### Task goal
For the records below, report how many lines include "player", with no accompanying text.

### Material provided
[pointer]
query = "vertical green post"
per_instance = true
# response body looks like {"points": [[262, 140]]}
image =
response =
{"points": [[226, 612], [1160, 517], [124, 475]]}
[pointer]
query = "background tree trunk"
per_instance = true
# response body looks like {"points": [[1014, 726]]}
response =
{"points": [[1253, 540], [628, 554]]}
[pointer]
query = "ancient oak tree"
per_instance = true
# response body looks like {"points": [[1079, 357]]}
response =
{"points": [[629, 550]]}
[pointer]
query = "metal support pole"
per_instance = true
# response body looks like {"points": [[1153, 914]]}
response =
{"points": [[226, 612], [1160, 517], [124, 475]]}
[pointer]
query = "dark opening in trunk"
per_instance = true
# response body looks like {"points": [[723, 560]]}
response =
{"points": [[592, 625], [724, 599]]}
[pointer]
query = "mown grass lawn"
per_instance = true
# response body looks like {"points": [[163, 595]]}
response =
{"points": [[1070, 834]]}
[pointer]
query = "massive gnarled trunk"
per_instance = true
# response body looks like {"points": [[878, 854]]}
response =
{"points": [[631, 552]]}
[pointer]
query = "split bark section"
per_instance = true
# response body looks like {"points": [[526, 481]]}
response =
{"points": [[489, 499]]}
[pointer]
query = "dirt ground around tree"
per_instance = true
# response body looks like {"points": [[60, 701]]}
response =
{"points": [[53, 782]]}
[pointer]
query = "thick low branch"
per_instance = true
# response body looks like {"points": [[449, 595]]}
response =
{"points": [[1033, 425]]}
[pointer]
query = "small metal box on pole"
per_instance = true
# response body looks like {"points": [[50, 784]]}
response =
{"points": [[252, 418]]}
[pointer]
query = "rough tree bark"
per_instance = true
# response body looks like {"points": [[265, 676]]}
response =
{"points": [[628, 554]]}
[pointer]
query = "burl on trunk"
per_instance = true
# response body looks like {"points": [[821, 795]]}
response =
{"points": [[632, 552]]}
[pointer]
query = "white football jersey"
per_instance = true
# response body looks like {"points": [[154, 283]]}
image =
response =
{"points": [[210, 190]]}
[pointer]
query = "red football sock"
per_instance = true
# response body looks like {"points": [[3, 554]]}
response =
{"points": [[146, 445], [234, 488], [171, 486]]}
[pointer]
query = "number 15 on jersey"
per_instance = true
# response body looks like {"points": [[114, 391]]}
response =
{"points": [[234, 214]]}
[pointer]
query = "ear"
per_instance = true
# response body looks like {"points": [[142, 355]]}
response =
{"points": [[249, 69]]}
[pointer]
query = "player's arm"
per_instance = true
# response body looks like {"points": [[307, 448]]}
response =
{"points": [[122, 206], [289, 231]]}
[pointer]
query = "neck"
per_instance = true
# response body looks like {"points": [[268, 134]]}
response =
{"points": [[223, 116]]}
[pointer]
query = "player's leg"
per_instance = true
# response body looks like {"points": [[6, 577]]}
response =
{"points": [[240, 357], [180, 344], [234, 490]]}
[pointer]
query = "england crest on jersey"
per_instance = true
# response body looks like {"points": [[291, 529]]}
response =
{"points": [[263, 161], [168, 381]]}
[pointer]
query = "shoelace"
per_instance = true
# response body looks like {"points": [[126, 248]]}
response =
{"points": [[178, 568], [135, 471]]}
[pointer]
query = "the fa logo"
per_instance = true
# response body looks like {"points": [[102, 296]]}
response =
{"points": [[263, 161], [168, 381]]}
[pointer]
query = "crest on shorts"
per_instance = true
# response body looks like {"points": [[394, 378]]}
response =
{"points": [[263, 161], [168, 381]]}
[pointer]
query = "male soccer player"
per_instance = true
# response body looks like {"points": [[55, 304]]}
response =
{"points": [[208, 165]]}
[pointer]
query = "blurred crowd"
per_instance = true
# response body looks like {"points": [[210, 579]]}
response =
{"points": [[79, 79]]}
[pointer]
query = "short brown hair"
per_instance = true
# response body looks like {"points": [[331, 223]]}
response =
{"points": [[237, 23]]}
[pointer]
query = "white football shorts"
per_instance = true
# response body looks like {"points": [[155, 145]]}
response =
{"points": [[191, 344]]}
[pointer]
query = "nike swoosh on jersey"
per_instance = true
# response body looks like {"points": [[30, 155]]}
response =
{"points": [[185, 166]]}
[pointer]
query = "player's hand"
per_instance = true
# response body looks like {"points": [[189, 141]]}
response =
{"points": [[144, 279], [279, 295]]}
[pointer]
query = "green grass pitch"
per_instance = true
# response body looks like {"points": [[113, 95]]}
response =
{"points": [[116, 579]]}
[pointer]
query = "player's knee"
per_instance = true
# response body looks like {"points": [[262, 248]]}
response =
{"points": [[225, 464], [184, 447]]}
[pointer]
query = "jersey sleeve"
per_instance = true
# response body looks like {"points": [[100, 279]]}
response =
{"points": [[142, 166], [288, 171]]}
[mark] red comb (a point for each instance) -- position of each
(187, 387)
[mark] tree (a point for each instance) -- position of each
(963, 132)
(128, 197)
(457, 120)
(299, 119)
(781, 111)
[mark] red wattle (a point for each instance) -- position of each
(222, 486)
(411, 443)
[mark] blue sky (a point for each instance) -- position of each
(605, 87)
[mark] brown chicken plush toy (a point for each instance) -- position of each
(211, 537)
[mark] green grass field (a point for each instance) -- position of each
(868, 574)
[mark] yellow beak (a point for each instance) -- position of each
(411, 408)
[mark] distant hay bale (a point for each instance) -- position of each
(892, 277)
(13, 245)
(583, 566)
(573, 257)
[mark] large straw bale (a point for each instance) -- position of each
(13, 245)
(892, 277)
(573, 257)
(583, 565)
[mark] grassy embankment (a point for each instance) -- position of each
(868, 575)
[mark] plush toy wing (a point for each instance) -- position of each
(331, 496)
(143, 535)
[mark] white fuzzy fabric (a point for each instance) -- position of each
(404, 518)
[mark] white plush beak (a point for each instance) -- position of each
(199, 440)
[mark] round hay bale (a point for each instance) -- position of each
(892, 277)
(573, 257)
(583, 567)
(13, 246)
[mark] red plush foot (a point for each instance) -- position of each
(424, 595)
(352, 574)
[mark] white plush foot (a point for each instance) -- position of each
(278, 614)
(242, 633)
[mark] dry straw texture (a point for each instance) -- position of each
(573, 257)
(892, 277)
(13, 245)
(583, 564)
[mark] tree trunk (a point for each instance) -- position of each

---

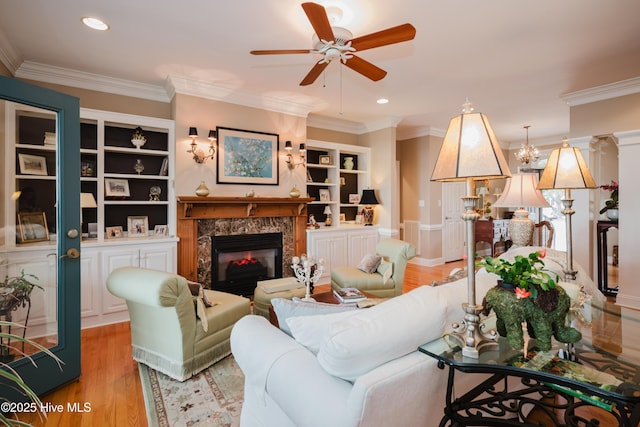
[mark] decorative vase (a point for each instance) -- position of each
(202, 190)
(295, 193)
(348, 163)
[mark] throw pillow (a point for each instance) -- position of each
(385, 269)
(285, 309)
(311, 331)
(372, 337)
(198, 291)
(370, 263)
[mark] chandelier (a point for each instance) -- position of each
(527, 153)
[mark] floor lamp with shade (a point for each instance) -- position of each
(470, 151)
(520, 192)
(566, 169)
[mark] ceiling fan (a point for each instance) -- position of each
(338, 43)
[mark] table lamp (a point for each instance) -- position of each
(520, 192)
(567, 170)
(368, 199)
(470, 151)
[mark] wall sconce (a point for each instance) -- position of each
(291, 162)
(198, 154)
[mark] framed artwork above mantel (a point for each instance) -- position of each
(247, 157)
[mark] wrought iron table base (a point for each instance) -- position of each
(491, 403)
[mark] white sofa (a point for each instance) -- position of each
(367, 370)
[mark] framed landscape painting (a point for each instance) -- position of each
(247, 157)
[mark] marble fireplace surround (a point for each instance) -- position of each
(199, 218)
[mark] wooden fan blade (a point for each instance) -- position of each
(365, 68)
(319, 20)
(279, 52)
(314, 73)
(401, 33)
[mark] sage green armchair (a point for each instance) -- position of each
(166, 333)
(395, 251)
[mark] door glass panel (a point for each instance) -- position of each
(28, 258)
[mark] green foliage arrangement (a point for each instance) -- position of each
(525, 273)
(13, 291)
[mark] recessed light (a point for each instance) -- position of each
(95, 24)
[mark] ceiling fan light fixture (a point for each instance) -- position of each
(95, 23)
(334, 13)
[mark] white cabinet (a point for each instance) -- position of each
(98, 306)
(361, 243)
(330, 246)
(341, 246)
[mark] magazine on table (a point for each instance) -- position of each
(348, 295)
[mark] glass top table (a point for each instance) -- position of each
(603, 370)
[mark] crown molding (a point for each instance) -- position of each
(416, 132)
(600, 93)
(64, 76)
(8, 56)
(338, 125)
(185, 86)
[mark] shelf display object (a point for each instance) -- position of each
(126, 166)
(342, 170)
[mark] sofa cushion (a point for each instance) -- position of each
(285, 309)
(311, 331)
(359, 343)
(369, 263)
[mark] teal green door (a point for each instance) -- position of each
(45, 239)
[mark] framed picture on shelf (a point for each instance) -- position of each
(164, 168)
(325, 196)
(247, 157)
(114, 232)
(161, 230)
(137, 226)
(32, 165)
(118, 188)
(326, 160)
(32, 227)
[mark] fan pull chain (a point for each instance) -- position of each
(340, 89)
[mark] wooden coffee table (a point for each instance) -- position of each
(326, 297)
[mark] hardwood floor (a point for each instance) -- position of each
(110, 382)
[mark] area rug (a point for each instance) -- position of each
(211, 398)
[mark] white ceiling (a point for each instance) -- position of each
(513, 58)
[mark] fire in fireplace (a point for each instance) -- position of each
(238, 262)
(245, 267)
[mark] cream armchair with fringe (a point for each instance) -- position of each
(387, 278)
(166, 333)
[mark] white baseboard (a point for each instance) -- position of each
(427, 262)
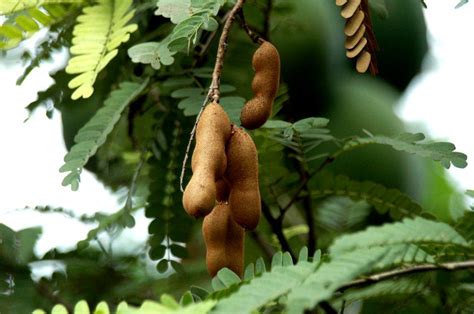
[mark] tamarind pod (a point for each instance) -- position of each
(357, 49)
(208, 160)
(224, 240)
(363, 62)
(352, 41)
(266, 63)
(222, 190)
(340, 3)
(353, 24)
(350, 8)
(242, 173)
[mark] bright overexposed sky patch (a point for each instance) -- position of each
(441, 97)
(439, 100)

### Answer space
5